REQUIRED WORK:
1/ Say whether each statement agrees with the deployment excerpt below. Answer yes or no, and quote the words that decide it.
(a) The Docker command shown starts the container with no accelerators support.
(b) On Linux, the setupvars script must be run.
(c) The models used in this demo are chat models.
2/ According to the deployment excerpt below, which file defines whether the models are deployed to CPU or GPU?
3/ From the deployment excerpt below, copy word for word the stretch from "Assuming you have" through "OpenVINO Model Server.".

SELECTED EXCERPT:
Deploying with Docker
docker run -d --rm -p 8000:8000 -v $(pwd)/models:/workspace:ro openvino/model_server:latest --rest_port 8000 --config_path /workspace/config.json

Running above command starts the container with no accelerators support. To deploy on devices other than CPU, change target_device parameter in export_model.py call and follow AI accelerators guide for additionally required docker parameters.

Deploying on Bare Metal

Assuming you have unpacked model server package, make sure to:

  • On Windows: run setupvars script

  • On Linux: set LD_LIBRARY_PATH and PATH environment variables

as mentioned in deployment guide, in every new shell that will start OpenVINO Model Server.

Depending on how you prepared models in the first step of this demo, they are deployed to either CPU or GPU (it’s defined in config.json). If you run on GPU make sure to have appropriate drivers installed, so the device is accessible for the model server.

ovms --rest_port 8000 --config_path ./models/config.json

Readiness Check#

Wait for the model to load. You can check the status with a simple command:

curl http://localhost:8000/v1/config

{
    "meta-llama/CodeLlama-7b-hf": {
        "model_version_status": [
            {
                "version": "1",
                "state": "AVAILABLE",
                "status": {
                    "error_code": "OK",
                    "error_message": "OK"
                }
            }
        ]
    }
}

Request Generation#

Models used in this demo - meta-llama/CodeLlama-7b-hf and AMD-Llama-135m are not chat models, so we will use completions endpoint to interact with the pipeline.

INPUT DATA:

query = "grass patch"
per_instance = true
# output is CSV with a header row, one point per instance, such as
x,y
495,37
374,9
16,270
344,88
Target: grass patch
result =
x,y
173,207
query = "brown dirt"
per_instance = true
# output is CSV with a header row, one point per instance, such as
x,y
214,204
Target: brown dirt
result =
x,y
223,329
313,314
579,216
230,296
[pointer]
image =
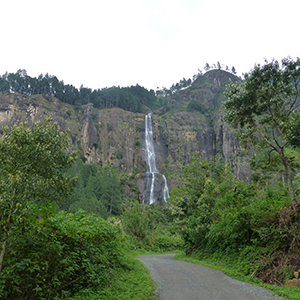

SOLUTIONS TO THE PROBLEMS:
1/
(a) Yes: "Running above command starts the container with no accelerators support."
(b) No: "On Windows: run setupvars script" and "On Linux: set LD_LIBRARY_PATH and PATH environment variables"
(c) No: "Models used in this demo - meta-llama/CodeLlama-7b-hf and AMD-Llama-135m are not chat models"

2/ config.json

3/
Assuming you have unpacked model server package, make sure to:

  • On Windows: run setupvars script

  • On Linux: set LD_LIBRARY_PATH and PATH environment variables

as mentioned in deployment guide, in every new shell that will start OpenVINO Model Server.